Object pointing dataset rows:
::::::
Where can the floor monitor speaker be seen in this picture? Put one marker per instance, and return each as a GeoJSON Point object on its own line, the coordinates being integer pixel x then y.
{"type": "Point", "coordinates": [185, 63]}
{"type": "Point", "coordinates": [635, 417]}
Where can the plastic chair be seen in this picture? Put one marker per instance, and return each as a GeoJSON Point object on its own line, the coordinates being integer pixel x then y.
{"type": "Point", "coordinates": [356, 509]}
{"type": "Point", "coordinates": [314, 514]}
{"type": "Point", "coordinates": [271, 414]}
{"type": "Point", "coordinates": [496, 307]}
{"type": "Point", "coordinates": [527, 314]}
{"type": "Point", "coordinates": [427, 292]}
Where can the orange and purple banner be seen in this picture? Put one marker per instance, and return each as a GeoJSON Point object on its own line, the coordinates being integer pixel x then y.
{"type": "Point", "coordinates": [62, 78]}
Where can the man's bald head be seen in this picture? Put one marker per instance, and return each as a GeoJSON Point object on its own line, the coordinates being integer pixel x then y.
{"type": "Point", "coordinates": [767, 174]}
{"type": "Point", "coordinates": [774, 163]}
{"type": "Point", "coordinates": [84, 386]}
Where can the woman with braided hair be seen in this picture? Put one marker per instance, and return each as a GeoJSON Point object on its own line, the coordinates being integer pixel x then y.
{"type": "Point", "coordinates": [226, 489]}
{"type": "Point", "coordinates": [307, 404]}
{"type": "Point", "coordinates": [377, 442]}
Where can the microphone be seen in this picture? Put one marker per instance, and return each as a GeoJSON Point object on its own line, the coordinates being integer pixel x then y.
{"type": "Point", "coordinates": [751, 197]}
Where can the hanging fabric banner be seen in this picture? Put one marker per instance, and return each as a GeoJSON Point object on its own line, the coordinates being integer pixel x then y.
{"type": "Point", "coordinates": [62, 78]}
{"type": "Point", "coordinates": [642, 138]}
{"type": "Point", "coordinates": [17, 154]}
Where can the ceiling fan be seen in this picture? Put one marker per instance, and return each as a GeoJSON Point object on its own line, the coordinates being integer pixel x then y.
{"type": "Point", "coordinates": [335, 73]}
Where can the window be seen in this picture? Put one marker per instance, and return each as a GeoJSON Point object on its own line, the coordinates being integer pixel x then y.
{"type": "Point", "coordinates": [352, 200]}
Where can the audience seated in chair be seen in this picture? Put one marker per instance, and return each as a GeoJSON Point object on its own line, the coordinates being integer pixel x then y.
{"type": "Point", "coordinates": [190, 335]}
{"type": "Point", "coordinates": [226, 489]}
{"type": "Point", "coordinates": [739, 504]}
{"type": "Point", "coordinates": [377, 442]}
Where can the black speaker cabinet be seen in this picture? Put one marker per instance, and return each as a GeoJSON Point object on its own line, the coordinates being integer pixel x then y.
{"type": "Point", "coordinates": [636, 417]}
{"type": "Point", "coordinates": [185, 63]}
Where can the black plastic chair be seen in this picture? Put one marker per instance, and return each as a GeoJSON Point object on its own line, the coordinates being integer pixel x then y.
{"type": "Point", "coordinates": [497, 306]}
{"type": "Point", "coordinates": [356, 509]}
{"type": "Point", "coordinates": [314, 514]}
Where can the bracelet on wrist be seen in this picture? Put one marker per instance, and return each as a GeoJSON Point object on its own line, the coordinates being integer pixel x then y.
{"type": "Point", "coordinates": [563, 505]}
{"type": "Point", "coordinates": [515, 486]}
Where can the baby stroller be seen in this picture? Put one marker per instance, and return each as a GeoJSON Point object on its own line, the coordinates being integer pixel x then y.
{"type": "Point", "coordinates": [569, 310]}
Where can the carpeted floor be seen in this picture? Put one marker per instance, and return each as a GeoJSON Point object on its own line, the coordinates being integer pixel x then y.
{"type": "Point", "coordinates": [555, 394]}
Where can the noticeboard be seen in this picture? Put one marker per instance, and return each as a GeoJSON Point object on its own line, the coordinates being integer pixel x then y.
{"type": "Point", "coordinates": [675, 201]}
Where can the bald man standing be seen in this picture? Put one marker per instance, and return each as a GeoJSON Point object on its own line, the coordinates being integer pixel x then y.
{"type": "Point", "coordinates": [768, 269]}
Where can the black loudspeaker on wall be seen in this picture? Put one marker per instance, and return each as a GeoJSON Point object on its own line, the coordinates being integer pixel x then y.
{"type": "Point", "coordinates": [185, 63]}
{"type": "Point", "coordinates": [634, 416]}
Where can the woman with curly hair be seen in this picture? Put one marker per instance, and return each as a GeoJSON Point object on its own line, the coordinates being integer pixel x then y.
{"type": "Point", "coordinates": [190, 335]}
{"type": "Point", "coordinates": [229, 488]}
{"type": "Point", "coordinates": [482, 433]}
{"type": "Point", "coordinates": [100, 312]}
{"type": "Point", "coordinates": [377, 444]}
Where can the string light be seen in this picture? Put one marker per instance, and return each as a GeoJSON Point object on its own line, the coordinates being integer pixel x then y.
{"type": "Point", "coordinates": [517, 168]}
::::::
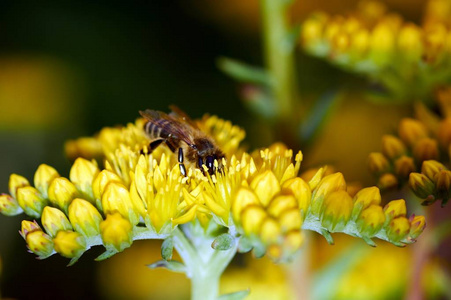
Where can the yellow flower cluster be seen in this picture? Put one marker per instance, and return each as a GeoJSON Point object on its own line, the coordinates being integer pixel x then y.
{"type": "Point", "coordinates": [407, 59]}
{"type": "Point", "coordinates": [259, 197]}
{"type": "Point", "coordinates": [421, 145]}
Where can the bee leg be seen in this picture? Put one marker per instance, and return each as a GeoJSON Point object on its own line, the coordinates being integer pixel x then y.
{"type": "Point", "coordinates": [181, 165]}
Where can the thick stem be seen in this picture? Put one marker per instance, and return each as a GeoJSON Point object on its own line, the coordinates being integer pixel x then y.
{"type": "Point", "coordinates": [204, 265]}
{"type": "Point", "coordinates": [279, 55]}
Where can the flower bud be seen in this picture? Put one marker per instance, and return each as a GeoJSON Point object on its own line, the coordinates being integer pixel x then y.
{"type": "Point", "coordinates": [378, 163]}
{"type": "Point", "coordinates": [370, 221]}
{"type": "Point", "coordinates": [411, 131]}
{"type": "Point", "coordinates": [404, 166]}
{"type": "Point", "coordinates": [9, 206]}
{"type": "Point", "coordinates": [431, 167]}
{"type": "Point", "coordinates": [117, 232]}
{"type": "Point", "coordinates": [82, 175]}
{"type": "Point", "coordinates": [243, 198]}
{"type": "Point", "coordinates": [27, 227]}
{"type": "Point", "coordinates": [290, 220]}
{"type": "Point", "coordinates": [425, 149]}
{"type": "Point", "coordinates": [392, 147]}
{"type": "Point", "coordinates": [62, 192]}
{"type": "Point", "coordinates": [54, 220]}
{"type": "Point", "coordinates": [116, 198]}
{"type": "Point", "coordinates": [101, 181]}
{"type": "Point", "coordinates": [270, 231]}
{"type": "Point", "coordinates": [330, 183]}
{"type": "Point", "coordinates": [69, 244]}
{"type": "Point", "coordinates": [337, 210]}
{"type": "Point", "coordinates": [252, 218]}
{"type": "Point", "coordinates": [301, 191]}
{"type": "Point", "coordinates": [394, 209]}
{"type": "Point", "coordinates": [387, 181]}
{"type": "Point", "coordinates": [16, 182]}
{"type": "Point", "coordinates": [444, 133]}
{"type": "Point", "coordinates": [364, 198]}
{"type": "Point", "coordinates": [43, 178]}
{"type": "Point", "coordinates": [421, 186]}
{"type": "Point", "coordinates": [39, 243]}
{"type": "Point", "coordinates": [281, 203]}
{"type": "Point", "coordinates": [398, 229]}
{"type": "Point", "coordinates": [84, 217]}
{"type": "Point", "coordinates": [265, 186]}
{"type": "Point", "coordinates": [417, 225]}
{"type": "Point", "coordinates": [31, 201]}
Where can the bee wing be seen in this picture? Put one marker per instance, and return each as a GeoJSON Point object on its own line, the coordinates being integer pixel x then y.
::::::
**REQUIRED WORK:** Report every line in the listing above that contains the string "with". Matching is case-sensitive.

**SOLUTION FOR THIS TASK:**
Where can the woman with braided hair be seen in this picture? Put one marker per instance, and return each as a GeoJSON Point object on its own line, the coordinates being integer pixel x then y.
Where can the woman with curly hair be seen in this picture? Put one marker per instance, and return each as a GeoJSON Point object on its own line, the coordinates being integer pixel x then y.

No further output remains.